WHAT IS NEEDED.
Count the lines in the records that contain the string "outstretched". Give only the number.

RECORD LIST.
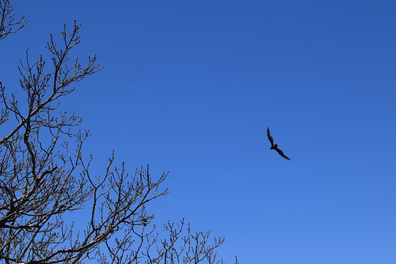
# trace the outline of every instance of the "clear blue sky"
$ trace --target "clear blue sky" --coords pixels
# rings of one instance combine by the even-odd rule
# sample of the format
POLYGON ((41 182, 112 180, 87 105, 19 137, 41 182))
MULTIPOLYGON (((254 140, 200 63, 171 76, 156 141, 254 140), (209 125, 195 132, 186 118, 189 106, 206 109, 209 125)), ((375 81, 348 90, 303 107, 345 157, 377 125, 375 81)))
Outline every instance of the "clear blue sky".
POLYGON ((76 19, 74 55, 105 68, 62 107, 98 174, 113 149, 170 171, 156 223, 225 237, 228 264, 396 262, 396 2, 110 3, 14 2, 29 22, 0 42, 8 91, 76 19))

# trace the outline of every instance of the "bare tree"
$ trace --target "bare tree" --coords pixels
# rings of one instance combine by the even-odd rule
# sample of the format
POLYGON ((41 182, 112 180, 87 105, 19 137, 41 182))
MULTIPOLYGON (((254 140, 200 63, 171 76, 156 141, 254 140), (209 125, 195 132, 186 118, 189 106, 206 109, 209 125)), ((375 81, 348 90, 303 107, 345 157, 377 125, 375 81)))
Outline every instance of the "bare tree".
POLYGON ((160 187, 168 173, 154 179, 147 165, 129 175, 124 163, 114 165, 114 151, 102 175, 90 173, 92 157, 82 152, 89 132, 74 131, 82 121, 74 113, 57 111, 74 90, 72 84, 102 68, 96 55, 84 67, 69 57, 80 42, 80 25, 74 21, 69 35, 64 25, 61 48, 50 35, 45 46, 52 55, 50 73, 42 56, 32 63, 27 51, 19 67, 26 105, 13 94, 6 97, 0 81, 0 126, 15 124, 0 138, 0 262, 219 263, 215 250, 224 239, 211 242, 210 231, 192 233, 189 224, 182 235, 184 220, 164 225, 167 239, 153 235, 156 226, 148 225, 154 215, 145 205, 168 193, 160 187), (85 223, 82 228, 64 220, 77 210, 89 213, 79 221, 85 223))
POLYGON ((15 33, 26 25, 28 21, 25 19, 25 16, 19 20, 14 21, 14 16, 17 14, 14 12, 15 7, 10 4, 9 0, 0 1, 0 40, 5 38, 9 34, 15 33), (13 27, 15 27, 13 28, 13 27))

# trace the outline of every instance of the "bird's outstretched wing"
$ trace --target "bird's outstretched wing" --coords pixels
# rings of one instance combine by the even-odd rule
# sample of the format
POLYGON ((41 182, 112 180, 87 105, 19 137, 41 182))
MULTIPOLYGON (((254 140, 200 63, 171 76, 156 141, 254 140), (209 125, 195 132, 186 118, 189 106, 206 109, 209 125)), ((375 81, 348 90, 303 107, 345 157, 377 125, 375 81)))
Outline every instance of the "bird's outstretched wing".
POLYGON ((283 151, 278 148, 278 145, 274 143, 274 139, 271 136, 271 135, 270 134, 270 129, 267 127, 267 136, 268 136, 268 139, 269 140, 270 142, 271 142, 271 149, 275 149, 276 150, 279 155, 283 157, 284 158, 286 159, 288 159, 289 161, 291 161, 290 159, 289 159, 287 156, 283 154, 283 151))
POLYGON ((284 158, 286 159, 288 159, 289 161, 291 161, 291 160, 287 157, 287 156, 283 154, 283 151, 278 148, 276 147, 274 148, 274 149, 278 151, 278 153, 279 153, 279 155, 283 157, 284 158))
POLYGON ((272 138, 272 137, 271 136, 271 135, 270 134, 270 130, 269 128, 268 128, 268 126, 267 127, 267 136, 268 136, 268 139, 269 140, 270 142, 271 142, 271 145, 273 146, 274 139, 272 138))

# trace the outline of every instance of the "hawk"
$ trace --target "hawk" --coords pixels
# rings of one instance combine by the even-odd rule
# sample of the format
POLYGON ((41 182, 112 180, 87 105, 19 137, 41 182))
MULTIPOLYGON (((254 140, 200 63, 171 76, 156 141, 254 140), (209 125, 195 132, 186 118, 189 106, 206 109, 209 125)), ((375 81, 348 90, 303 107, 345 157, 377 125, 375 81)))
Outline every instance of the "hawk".
POLYGON ((288 158, 286 155, 283 154, 283 152, 282 150, 278 148, 277 145, 274 143, 274 139, 272 138, 272 137, 271 136, 271 135, 270 134, 270 130, 268 128, 268 126, 267 127, 267 136, 268 136, 268 140, 270 141, 270 142, 271 142, 271 148, 270 149, 275 149, 278 151, 278 153, 279 153, 280 155, 286 159, 288 159, 289 161, 291 160, 290 159, 288 158))

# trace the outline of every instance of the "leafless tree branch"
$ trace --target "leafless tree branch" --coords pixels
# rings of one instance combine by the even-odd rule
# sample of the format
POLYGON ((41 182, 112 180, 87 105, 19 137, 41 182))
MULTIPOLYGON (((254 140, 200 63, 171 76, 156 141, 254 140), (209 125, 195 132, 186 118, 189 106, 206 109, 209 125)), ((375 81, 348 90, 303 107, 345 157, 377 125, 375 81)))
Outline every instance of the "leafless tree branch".
POLYGON ((3 39, 7 35, 15 33, 26 25, 28 21, 23 16, 19 20, 14 20, 14 16, 17 12, 14 11, 15 7, 10 5, 9 0, 0 1, 0 40, 3 39), (14 26, 15 26, 14 27, 14 26))

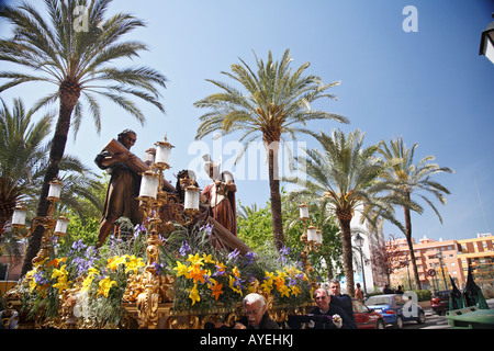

ANSWER TO THE EXERCISE.
3